<<<<
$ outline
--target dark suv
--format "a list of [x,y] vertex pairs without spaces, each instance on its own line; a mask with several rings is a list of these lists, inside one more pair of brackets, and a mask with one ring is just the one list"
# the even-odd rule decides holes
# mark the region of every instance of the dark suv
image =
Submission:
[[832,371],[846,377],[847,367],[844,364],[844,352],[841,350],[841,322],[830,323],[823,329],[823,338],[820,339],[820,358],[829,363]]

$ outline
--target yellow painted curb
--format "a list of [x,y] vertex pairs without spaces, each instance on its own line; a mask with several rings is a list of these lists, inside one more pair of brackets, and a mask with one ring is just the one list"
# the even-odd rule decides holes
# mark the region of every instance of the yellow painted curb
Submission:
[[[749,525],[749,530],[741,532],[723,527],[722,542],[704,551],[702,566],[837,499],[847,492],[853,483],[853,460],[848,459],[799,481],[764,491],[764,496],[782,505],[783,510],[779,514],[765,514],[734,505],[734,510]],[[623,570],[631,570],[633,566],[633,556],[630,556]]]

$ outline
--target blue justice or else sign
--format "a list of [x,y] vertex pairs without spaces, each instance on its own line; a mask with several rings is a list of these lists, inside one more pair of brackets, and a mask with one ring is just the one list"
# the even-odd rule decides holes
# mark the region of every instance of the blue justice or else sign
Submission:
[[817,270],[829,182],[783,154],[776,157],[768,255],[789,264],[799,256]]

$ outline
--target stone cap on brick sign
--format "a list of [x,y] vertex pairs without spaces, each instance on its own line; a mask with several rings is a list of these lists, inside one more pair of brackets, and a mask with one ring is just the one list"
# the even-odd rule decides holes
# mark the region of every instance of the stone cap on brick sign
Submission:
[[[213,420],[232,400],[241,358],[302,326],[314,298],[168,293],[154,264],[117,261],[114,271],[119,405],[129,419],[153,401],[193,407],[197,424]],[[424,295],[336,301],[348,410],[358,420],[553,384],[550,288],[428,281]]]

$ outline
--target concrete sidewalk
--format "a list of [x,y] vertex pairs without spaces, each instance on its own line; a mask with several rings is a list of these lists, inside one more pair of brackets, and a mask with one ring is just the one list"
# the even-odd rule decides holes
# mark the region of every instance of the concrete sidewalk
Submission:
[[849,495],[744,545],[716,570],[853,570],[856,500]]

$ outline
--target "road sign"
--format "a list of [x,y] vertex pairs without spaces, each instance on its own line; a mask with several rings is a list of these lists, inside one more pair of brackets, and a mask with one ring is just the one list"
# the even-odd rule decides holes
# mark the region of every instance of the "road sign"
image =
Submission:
>>>>
_SHORT TASK:_
Find each line in the entries above that contains the string "else" and copy those lines out. Treat uppercase and lowercase letters as different.

_FINISHED EXERCISE:_
--target blue justice or else sign
# mark the region of every instance of the blue justice or else sign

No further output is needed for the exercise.